● **Data extract**:
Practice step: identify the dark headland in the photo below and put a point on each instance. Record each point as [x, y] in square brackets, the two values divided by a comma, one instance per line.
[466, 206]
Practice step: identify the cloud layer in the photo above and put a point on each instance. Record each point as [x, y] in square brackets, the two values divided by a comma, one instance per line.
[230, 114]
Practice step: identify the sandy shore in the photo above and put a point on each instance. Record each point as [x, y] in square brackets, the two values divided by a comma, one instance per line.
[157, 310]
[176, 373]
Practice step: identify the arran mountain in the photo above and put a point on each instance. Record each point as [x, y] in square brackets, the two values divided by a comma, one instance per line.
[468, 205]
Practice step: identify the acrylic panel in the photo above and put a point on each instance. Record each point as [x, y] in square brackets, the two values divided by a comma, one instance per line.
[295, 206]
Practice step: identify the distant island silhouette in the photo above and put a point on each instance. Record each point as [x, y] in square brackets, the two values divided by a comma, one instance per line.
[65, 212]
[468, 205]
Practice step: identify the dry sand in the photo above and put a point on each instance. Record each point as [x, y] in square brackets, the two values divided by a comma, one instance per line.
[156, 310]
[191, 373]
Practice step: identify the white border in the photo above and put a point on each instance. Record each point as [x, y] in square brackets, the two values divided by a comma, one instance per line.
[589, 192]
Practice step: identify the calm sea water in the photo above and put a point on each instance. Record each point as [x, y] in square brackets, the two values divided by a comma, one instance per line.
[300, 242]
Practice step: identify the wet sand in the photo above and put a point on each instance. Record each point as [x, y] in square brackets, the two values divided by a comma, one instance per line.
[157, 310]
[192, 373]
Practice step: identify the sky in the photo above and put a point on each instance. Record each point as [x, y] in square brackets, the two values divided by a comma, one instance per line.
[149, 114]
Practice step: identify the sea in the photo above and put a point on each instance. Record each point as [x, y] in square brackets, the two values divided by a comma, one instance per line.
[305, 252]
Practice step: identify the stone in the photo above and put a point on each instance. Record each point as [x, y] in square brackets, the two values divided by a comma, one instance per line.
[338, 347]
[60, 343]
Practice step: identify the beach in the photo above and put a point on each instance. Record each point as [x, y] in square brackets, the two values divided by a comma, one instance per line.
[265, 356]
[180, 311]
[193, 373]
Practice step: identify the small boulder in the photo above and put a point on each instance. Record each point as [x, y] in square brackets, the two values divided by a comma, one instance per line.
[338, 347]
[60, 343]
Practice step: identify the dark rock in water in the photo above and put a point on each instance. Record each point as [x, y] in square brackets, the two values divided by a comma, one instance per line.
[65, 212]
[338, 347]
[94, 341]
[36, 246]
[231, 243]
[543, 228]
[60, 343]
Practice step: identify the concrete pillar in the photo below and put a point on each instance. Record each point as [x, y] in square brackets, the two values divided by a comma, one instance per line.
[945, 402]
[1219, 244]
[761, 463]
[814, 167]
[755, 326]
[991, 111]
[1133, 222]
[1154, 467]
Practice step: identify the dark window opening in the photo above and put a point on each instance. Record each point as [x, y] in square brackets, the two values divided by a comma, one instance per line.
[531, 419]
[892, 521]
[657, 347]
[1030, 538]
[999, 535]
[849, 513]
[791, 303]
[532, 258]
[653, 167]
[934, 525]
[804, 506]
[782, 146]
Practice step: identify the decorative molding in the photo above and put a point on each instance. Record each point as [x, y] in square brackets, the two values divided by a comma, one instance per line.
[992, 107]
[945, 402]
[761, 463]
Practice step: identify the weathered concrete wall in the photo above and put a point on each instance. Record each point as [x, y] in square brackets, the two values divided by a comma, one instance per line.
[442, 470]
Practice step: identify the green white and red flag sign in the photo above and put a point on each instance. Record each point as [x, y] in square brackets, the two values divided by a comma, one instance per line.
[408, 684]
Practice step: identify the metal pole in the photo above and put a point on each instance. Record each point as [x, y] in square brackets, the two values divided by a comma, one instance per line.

● **Exercise**: Retype the records above exactly.

● **Exercise result**:
Practice step: identify the dark headland in the photo below and put a point on each instance. Record each point as [x, y] in square brackets, the two values divided by a comma, one instance per line.
[466, 206]
Practice step: identify the cloud layer in the photo above and put a point on each instance. Record each point as [x, y] in square brackets, the two values divided by a comma, one instance per line.
[230, 114]
Practice step: identify the sandy shore in the photo above and put a point on each instance. Record each point as [x, y] in square brackets, the two values divided by a comma, one instance per line.
[157, 310]
[176, 373]
Practice step: identify the arran mountain in the photo above and put a point on each instance. Record each point as [x, y] in square brackets, the two values divided by a comma, one instance per line.
[468, 205]
Practice step: identify the acrylic panel in the photo above and put a point on each instance. Record each point as [x, y] in square brackets, the two values divided by a comma, one instance per line.
[295, 206]
Practice step: identify the distant island silhouette in the photo above and put a point on each instance. Record each point as [x, y] in square brackets, the two values divided by a comma, one instance per line.
[65, 212]
[468, 205]
Practice step: identify the dry sand in the photo above and put a point on each instance. Record each point as [x, y] in square brackets, the two values divided by a comma, one instance per line.
[156, 310]
[191, 373]
Practice step: identify the white border in the photo above and put a point on each instance. Record each point as [x, y] in square brackets, the two values divided by a comma, one instance per line.
[589, 192]
Practice step: identify the calm sea water in the photo above and put a point on each instance. Record each point as [x, y] in square brackets, the two values divided by a comma, one instance per line.
[300, 242]
Practice step: identify the wet sand in the photo above and put a point on each instance. Record each point as [x, y] in square brackets, the two values divided by a comma, one instance per line.
[157, 310]
[192, 373]
Practice step: identify the sky in the photo above and put a point on each instance. Record each point as [x, y] in square brackets, the two values divided by a comma, one instance per line.
[149, 114]
Practice step: identify the sea in the photo above and put a point on each instance. Record each point as [x, y] in square brackets, the two values divided by a comma, one instance per line.
[305, 252]
Practice step: identify the stone in the photo above and put a point on each instance. Record each point as [x, y] in square brackets, the two values divided by a comma, one instance per line.
[338, 347]
[60, 343]
Practice step: identify the beach in the photo above and put a point on each instance. Record each point as [x, y] in square brackets, the two values divided by a comma, one instance per line.
[265, 356]
[180, 311]
[193, 373]
Practice step: identify the small boulder in the photo above and put a point on each instance. Record each point as [x, y] in square brackets, the two values divided by a comma, one instance per line.
[338, 347]
[60, 343]
Practice step: identify the dark rock in water in the photo above and put a point on each instance. Record each point as [x, y] in square brackets, the two values divided by a comma, one instance per line.
[65, 212]
[338, 347]
[94, 341]
[36, 246]
[231, 243]
[543, 228]
[60, 343]
Practice step: identify the concrete pillar in the photo below and put a point on each instance. Record each point as [x, y] in square brackets, the two values divided by a comma, one instance per line.
[945, 402]
[1219, 244]
[761, 463]
[814, 167]
[755, 326]
[991, 111]
[1133, 222]
[1154, 467]
Practice step: identify the dark window opening in the photo above and put a point on each instance. Record each point as [x, y] in square brackets, the two values divided by a comma, one instance per line.
[531, 419]
[892, 521]
[657, 347]
[1030, 538]
[999, 535]
[849, 513]
[791, 303]
[532, 258]
[653, 167]
[934, 525]
[804, 506]
[782, 146]
Practice step: identify the decorative molding in the photo above and put a point on each instance. Record each point as [x, y] in square brackets, the two values divided by a comma, one instance per line.
[992, 107]
[945, 402]
[761, 463]
Practice step: identify the weathered concrete wall in the photo above and put a point on each instance. Record each point as [x, y] in square brackets, the two values divided by a comma, one instance per line.
[442, 470]
Practice step: identify the green white and red flag sign in the photo above and put a point on each instance. Record each point as [x, y] in square brackets, the two values divided by a comma, one instance per line.
[408, 684]
Practice step: identify the metal pole in the photo above and put a point on each instance. Record each point as [x, y] in square brackets, the two values divided by a comma, one instance per line.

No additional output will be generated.